Agora, pensando de forma um pouco mais abstrata, tento raciocinar se há alguma forma de tatuagem mental. Afinal de contas, toda forma de disposição social (incluindo preconceitos) é deveras arraigada, e só um tempo muito longo e uma oposição muito insistente pode fazer com que seja passado um laser nos consensos deliberados. O pensamento pode ser tão marcado quanto as agulhadas de uma tatuagem. Mais até, porque as tatuagens não são transmitidas entre as gerações. Os juízos preconcebidos, esses sim.

Mas não é exatamente isso que eu quero dizer. Eu lembro que nas aulas de Psicologia da Educação, especialmente nos capítulos de mecanismos da cognição, falava-se de fenômenos mentais em que se dava uma gravação permanente de conteúdos no cérebro, desde a mais tenra infância. É óbvio que é possível pensar no medo irracional que temos de insetos do tipo barata, ou de ratos, ou de lagartixas. Esse tipo de coisa é incutido em nossas mentes por nossas mães (e pais) e lá ficam gravados pelo resto da vida, mesmo que tomemos plena consciência de que o risco até ocorre na forma de doenças, mas não é nisso que pensamos quando encaramos a cascuda. Temos um medo na sua forma pura, um medo tão desvinculado da realidade que chega a perder o próprio objeto. Por que, hein?

Bom… embora o medo não seja como o conteúdo de um livro, é algo que se aprende. E é muito útil na nossa vida. Nascemos com certos medos porque eles nos ajudam a sobreviver. Só que, se eles precisam ser aprendidos, é preciso que este processo seja rápido. Uma criança normalmente não distingue muito bem o que pode ser perigoso para ela, e coloca toda sorte de porcaria na boca, por onde ela faz alguns reconhecimentos, mas também quebra a cara. Quando ele pega uma barata e vai levá-la à boca, sua mãe (se não chegar a desmaiar) terá uma reação contundente, que vai assustar o bebê e ensiná-lo, independente da forma, de que há algo errado nesse seu ato ou no objeto a que se dedica. Para todo o sempre, esse “modelo” de reação persistirá.

Poderíamos pensar, sendo assim, que o processo de aprendizado mais primitivo vem dessa reação a reações, mas há coisas que são ainda mais instintivas do que esse modelo de interação. Não dizemos que os filhos reconhecem suas mães só de olhar? Parece poético, mas tem sua dose de realidade.

+++

# ATIVIDADES:
a. Transcreva sem alterações a passagem do trecho sobre a tatuagem mental que começa em "Mas não é exatamente" e segue até "Por que, hein?".
b. Prolongue o trecho sobre a tatuagem mental a partir da última frase apresentada.
Os itens provêm de uma fonte diferente da do trecho.

# ITENS LISTADOS:
+++

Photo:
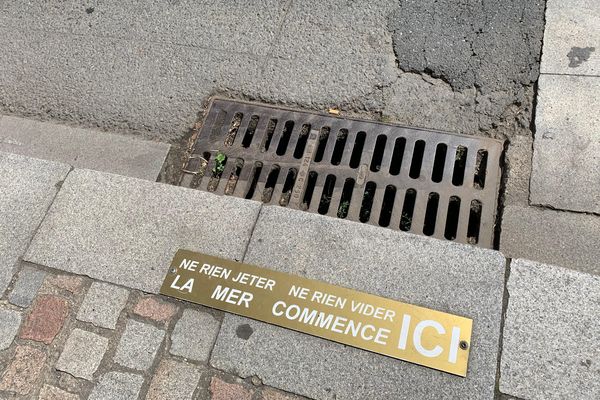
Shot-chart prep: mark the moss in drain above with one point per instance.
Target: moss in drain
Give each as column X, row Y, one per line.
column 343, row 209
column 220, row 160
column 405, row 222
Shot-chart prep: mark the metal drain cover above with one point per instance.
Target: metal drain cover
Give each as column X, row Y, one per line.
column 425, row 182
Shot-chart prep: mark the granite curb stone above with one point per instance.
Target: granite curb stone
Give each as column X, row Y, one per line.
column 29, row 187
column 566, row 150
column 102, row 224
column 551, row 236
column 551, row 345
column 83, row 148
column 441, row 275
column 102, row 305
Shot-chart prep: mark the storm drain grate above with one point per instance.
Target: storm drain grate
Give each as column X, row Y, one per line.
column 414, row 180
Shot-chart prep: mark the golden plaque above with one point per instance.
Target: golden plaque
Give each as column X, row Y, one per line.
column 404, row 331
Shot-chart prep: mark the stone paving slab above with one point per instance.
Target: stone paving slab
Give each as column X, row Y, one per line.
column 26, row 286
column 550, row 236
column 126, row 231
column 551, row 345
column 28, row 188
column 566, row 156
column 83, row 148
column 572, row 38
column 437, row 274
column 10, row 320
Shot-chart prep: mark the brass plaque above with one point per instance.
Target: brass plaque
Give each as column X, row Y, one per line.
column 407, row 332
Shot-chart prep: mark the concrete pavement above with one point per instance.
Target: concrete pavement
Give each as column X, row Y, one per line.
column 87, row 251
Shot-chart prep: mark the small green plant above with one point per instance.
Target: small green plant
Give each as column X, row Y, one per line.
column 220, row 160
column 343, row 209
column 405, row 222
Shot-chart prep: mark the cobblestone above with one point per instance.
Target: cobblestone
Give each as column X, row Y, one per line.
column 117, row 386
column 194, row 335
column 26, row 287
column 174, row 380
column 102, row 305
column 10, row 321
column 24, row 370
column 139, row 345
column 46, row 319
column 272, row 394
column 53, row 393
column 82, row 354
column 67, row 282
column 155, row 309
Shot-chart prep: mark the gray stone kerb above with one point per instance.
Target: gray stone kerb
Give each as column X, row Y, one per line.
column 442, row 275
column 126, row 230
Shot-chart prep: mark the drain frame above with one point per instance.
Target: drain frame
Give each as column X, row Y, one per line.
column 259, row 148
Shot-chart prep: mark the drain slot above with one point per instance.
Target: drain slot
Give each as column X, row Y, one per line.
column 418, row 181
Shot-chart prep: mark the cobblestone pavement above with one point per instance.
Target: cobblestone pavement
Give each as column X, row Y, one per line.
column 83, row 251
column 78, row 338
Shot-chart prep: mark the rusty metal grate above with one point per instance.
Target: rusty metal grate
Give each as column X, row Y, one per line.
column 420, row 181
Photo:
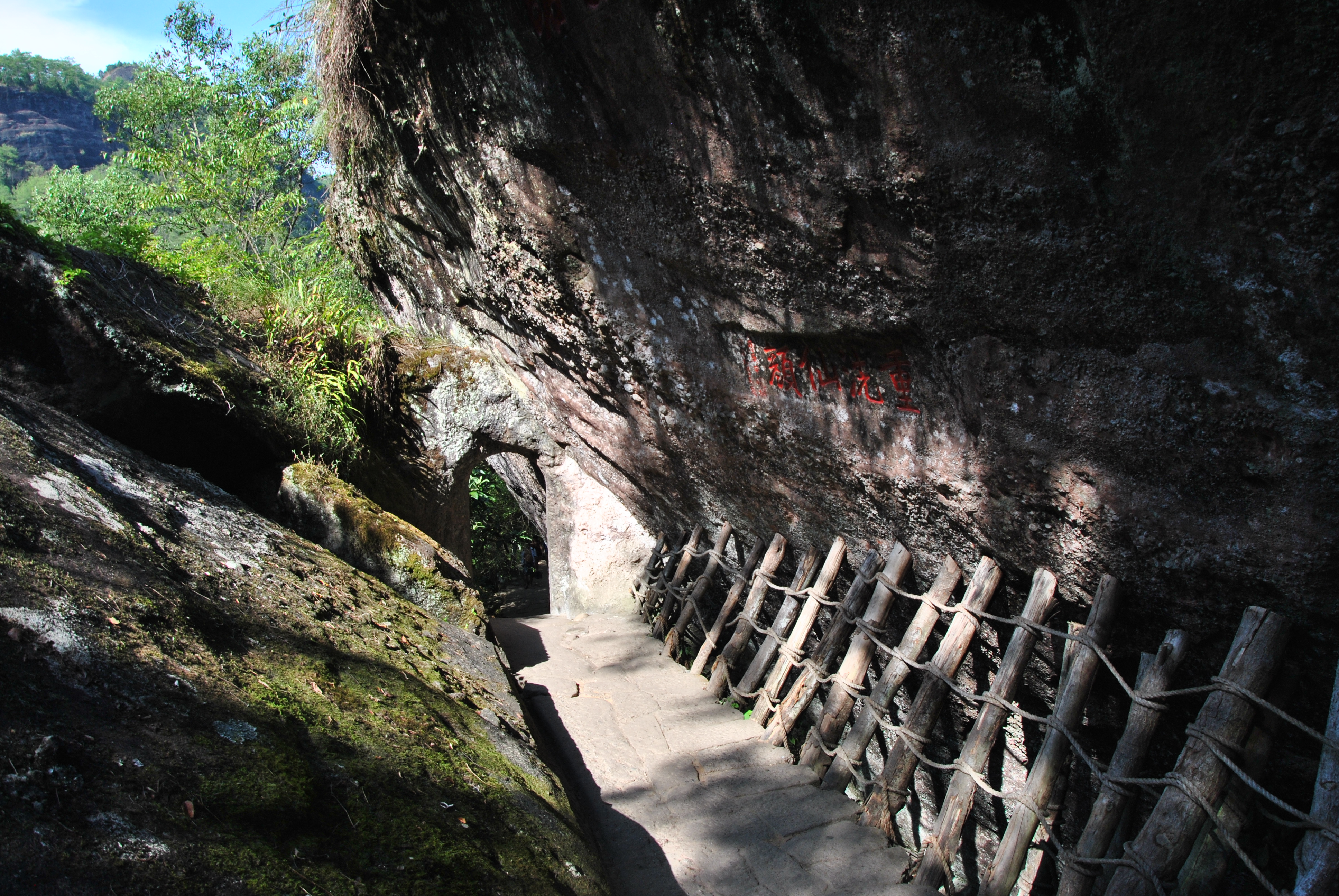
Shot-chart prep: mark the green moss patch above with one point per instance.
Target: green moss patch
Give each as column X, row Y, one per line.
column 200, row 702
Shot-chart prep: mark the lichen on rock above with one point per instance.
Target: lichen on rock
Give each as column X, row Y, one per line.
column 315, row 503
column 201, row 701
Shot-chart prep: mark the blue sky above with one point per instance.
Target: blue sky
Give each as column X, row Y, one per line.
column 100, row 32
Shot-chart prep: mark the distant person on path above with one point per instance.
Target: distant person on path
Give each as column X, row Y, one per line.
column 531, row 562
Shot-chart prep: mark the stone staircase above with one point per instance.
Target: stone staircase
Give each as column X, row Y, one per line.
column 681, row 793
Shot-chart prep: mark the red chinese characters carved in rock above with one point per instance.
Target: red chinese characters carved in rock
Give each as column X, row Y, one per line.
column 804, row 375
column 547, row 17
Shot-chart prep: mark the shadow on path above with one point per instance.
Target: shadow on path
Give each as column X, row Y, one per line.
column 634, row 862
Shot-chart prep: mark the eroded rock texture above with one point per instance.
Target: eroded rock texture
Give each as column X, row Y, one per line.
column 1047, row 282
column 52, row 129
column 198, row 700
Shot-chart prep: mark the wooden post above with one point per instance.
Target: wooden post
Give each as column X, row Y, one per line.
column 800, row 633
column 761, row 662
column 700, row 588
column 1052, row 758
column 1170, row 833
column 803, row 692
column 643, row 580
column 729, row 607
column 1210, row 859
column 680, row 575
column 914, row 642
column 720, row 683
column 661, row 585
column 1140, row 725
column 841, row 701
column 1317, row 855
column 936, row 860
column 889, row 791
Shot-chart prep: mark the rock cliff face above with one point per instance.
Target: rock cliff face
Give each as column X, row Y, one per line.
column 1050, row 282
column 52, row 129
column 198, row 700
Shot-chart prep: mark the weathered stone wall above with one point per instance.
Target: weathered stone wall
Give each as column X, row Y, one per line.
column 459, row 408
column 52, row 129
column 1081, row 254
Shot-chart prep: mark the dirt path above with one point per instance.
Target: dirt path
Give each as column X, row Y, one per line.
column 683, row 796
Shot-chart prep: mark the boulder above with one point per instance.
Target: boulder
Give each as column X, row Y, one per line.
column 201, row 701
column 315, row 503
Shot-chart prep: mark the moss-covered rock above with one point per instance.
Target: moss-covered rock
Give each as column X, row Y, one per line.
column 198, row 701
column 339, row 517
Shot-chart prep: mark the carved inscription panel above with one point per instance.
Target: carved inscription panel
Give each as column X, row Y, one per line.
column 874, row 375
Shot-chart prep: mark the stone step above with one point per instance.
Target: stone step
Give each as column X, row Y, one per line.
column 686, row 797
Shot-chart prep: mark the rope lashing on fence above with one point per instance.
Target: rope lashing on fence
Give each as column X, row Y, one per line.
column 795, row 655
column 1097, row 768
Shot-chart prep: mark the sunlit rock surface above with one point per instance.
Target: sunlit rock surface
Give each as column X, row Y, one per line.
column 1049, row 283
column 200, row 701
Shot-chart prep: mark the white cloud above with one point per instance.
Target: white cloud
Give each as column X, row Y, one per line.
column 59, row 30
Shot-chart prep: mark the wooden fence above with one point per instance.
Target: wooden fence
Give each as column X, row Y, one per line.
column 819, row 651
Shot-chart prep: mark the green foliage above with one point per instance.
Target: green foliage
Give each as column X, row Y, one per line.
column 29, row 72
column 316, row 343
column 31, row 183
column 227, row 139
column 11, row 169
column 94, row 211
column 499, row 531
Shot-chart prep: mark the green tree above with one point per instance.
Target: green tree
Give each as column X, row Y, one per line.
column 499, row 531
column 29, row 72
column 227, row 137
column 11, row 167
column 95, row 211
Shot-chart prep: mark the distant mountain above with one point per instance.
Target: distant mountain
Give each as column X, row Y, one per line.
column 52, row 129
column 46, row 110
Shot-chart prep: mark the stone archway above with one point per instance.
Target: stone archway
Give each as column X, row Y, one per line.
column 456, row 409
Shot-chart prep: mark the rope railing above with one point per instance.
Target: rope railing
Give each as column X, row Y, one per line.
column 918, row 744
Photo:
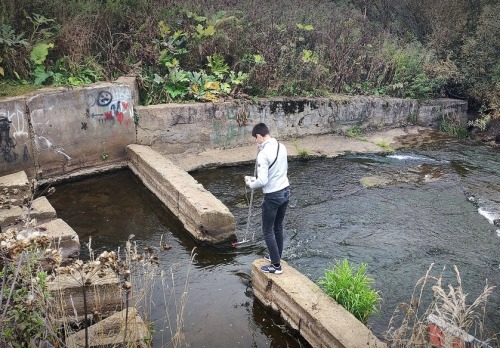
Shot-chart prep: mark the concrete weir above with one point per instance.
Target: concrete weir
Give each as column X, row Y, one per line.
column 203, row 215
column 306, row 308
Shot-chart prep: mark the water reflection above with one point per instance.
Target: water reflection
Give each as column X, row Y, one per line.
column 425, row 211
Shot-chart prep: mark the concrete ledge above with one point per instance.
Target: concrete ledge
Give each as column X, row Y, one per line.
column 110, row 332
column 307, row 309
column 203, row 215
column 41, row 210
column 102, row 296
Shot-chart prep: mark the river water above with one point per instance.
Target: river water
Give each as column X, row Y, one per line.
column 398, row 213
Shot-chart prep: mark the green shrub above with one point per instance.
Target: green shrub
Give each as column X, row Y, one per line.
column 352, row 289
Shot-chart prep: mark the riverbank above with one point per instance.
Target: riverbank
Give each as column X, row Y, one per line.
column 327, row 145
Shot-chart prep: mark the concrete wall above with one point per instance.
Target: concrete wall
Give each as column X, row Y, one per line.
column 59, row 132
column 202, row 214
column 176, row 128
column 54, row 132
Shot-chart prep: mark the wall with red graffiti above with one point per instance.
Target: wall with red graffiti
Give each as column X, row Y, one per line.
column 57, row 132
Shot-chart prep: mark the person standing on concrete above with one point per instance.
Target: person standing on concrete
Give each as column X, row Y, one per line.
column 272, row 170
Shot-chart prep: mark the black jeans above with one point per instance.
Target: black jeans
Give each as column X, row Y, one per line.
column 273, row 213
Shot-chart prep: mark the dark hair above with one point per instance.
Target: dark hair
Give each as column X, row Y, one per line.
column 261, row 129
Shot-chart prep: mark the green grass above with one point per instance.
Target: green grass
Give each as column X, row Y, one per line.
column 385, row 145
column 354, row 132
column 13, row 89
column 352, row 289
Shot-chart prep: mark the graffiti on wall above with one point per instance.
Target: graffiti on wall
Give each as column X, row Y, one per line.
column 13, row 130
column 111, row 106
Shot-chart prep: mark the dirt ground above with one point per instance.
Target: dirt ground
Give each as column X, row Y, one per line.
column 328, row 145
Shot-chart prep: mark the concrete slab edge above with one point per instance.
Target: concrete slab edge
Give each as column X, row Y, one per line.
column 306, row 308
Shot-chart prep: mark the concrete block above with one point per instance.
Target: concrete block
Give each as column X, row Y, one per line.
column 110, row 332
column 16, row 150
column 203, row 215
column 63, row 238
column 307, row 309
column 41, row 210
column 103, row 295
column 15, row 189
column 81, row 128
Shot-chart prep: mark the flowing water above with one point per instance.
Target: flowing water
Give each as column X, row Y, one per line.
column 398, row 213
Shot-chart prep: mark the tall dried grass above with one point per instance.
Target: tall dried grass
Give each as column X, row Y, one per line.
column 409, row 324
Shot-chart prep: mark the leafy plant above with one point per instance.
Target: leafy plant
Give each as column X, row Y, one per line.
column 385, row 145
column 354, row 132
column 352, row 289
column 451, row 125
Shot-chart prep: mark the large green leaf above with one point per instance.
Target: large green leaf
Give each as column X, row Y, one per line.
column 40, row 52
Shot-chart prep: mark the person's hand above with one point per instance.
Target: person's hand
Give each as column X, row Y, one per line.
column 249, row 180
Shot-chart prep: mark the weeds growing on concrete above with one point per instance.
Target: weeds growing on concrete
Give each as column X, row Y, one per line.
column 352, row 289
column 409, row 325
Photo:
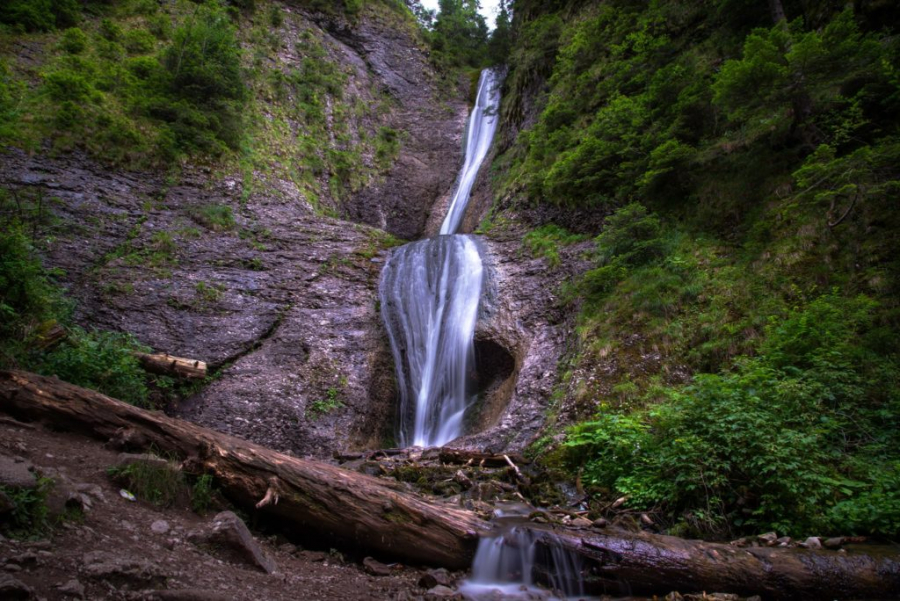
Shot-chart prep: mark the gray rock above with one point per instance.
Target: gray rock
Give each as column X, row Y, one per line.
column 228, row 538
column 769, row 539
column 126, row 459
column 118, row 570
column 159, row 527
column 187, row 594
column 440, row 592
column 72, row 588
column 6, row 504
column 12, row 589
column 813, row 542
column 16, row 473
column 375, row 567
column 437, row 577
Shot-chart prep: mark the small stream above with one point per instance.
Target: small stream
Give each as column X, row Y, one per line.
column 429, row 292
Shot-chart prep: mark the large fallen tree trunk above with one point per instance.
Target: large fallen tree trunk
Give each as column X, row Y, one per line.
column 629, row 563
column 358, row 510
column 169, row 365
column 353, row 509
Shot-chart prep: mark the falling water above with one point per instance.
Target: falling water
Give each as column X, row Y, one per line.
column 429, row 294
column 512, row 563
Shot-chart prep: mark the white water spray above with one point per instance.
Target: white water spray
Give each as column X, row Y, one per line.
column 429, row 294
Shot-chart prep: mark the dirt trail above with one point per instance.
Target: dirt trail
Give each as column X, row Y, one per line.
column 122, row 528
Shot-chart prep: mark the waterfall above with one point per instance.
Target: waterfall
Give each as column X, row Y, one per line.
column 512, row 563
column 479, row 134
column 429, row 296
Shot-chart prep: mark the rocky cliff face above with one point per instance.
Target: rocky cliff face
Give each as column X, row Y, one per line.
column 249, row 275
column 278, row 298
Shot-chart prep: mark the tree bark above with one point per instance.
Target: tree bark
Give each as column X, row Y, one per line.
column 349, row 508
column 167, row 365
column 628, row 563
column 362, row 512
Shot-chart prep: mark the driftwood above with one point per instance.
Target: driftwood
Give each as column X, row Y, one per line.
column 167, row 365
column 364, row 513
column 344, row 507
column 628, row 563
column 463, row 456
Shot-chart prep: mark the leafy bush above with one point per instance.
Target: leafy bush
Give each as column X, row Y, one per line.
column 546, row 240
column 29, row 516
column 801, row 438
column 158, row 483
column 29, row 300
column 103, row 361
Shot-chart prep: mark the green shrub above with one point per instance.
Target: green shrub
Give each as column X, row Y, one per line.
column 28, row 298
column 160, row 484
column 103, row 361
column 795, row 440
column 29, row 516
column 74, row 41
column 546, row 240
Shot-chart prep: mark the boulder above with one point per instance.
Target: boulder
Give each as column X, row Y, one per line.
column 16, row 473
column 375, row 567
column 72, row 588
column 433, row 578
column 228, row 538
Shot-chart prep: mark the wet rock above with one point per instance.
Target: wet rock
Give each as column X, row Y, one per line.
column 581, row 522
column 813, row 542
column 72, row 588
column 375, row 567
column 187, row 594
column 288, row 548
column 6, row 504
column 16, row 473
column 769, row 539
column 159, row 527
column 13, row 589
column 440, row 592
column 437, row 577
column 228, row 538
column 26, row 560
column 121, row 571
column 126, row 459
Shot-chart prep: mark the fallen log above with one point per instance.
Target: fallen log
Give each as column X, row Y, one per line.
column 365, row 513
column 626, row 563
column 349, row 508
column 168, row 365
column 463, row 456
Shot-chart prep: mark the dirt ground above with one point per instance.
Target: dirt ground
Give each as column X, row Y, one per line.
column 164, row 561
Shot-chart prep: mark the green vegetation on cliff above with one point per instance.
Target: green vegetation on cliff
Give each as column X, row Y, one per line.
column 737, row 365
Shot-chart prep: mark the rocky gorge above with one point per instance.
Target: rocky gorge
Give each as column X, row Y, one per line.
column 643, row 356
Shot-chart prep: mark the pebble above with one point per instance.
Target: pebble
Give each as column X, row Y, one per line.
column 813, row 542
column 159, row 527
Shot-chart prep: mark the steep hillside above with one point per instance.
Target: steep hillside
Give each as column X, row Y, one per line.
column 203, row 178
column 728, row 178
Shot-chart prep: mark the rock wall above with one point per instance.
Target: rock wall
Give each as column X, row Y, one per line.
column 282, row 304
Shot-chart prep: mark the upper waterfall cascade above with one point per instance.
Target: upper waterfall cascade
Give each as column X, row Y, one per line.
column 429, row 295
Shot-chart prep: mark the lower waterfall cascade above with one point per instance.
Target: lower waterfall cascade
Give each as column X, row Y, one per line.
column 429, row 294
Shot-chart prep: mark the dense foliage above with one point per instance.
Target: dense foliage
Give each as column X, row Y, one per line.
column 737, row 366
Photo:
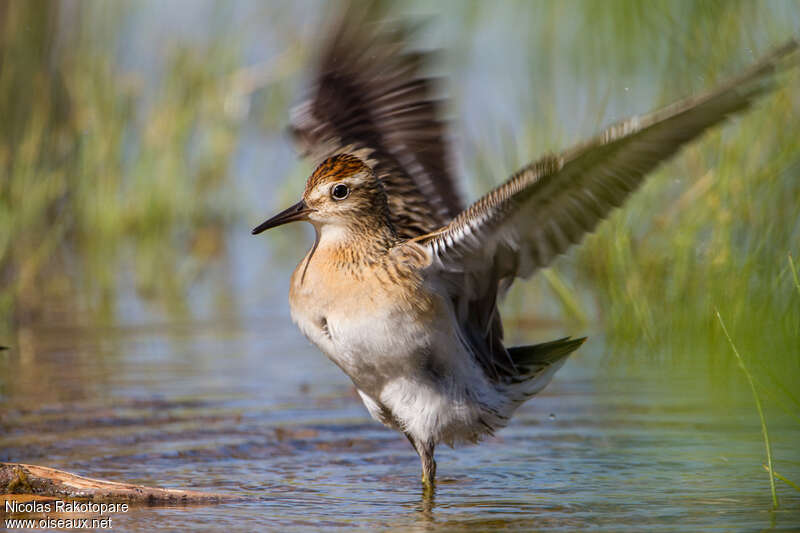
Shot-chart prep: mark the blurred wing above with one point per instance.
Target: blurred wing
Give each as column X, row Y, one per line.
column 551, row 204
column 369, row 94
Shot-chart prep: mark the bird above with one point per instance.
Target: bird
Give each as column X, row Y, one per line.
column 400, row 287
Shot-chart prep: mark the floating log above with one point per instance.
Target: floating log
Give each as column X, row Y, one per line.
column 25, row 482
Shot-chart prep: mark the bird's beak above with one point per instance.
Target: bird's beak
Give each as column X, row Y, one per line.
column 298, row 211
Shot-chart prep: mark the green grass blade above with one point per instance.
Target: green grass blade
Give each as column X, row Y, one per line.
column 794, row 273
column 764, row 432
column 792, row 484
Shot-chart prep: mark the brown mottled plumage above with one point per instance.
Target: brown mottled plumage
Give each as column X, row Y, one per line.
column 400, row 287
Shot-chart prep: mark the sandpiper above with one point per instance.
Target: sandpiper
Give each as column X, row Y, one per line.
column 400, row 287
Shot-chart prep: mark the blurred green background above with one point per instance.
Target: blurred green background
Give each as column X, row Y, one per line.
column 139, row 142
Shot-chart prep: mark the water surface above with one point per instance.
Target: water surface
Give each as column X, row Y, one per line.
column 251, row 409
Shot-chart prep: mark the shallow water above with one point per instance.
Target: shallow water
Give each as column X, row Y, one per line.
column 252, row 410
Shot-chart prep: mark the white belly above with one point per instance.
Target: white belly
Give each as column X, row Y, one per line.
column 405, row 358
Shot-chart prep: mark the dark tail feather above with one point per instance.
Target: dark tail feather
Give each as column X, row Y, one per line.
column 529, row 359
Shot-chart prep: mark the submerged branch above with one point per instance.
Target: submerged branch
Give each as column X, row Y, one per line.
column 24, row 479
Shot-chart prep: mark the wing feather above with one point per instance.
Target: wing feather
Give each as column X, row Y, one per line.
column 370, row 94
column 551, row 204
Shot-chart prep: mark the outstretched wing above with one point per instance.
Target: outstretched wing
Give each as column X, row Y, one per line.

+++

# CONJUNTO DE RESPOSTAS:
a.
Mas não é exatamente isso que eu quero dizer. Eu lembro que nas aulas de Psicologia da Educação, especialmente nos capítulos de mecanismos da cognição, falava-se de fenômenos mentais em que se dava uma gravação permanente de conteúdos no cérebro, desde a mais tenra infância. É óbvio que é possível pensar no medo irracional que temos de insetos do tipo barata, ou de ratos, ou de lagartixas. Esse tipo de coisa é incutido em nossas mentes por nossas mães (e pais) e lá ficam gravados pelo resto da vida, mesmo que tomemos plena consciência de que o risco até ocorre na forma de doenças, mas não é nisso que pensamos quando encaramos a cascuda. Temos um medo na sua forma pura, um medo tão desvinculado da realidade que chega a perder o próprio objeto. Por que, hein?

b.
Como compreender esse processo? Se você for daqueles criacionistas arraigados, terá que olhar apenas para a espécie abençoada e será um pouco mais difícil de entender esse fenômeno. No entanto, se você achar a evolução convincente, poderá olhar para outras espécies e tirar algumas informações a partir do comportamento delas. E é o que o zoólogo e psicólogo Konrad Lorenz fez.

Este austríaco criou uma variação da Biologia chamada de etologia, partindo do princípio que seria necessário estudar os padrões de comportamentos para explicar como se dá a cognição de certas ações. Ele observou em aves que certos comportamentos absorvidos ainda nos primeiros momentos de vida são gravados de tal forma na mente dos filhotes que são carregados pelo resto de suas vidas. Parece existir algum espaço mental que precisa ser preenchido de imediato, tão logo vejam a luz. Logo que eclodem de seus ovos, os patinhos procuram qualquer coisa maior do que eles e que se mova por perto. Na imensa maioria das vezes, essa coisa será sua mãe, e o código instintivo diz que é seguro estar próximo a ela. Com isso, a lacuna estará preenchida e eles viverão da melhor forma possível. Todavia, é plenamente possível acontecer um erro nesse processo, porque o código mental dos patinhos diz assim: "siga a primeira coisa que você ver se movimentando". Essa coisa pode não ser sua mãe, mas outra ave, uma pessoa, ou até mesmo um objeto experimental inanimado, como testou Lorenz. Os bichinhos que usou em experiências andavam atrás dele como se fosse sua mãe, com aquele gingado típico dos patos. E ele deu a esse fenômeno o nome de imprinting, ou estampagem, em português. É uma alegoria para o processo de “carimbo” que um papel recebe para não mais ser apagado, ao menos sem deixar uma série de esfolamentos (o que não deixa de ser um testemunho de que por ali passou uma impressão permanente).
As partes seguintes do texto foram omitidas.